AIM: Copy out, word for word, the lines from the one containing "the hairy leaf" to the one containing "260), (128, 189)]", with both of those lines included.

INPUT RECORDS:
══════════════════════════════

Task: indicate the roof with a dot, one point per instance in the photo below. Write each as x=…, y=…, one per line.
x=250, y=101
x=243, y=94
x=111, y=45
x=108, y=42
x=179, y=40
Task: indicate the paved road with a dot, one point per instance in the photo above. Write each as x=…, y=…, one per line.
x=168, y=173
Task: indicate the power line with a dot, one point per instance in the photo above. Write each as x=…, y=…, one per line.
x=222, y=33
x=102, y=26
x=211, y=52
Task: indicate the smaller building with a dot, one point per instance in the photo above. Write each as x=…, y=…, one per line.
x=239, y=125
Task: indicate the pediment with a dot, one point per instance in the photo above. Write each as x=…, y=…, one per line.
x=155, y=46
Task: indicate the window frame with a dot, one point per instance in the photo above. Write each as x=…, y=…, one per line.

══════════════════════════════

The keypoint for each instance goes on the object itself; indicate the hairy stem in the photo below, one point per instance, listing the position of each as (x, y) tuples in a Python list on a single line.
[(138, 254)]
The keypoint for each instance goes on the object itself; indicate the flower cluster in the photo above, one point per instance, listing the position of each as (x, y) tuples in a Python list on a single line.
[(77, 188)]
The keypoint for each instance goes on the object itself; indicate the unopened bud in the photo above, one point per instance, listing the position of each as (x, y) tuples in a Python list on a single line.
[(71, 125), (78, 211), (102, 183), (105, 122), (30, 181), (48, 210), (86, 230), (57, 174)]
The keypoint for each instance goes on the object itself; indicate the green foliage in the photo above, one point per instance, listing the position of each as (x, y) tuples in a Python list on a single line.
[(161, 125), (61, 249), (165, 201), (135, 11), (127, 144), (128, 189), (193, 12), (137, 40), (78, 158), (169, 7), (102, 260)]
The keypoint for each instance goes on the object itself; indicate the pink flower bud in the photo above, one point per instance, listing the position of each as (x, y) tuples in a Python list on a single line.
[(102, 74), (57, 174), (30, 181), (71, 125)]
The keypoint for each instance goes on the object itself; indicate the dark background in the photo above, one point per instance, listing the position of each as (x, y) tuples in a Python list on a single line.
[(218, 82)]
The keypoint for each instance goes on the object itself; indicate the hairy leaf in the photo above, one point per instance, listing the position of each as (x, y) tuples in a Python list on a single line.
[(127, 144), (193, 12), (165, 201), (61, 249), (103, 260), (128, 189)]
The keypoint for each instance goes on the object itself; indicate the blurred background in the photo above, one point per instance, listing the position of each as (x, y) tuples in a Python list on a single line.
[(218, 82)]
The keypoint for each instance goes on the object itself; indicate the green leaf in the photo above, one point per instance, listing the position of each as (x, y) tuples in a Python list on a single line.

══════════════════════════════

EXERCISE RESULT:
The keypoint for each instance goes on the object itself; indicate the hairy leaf in the photo above, one point per instance, listing the position of each as (x, y) tuples in a Python list on a single line.
[(127, 144), (193, 12), (165, 201), (61, 249), (103, 260), (128, 189)]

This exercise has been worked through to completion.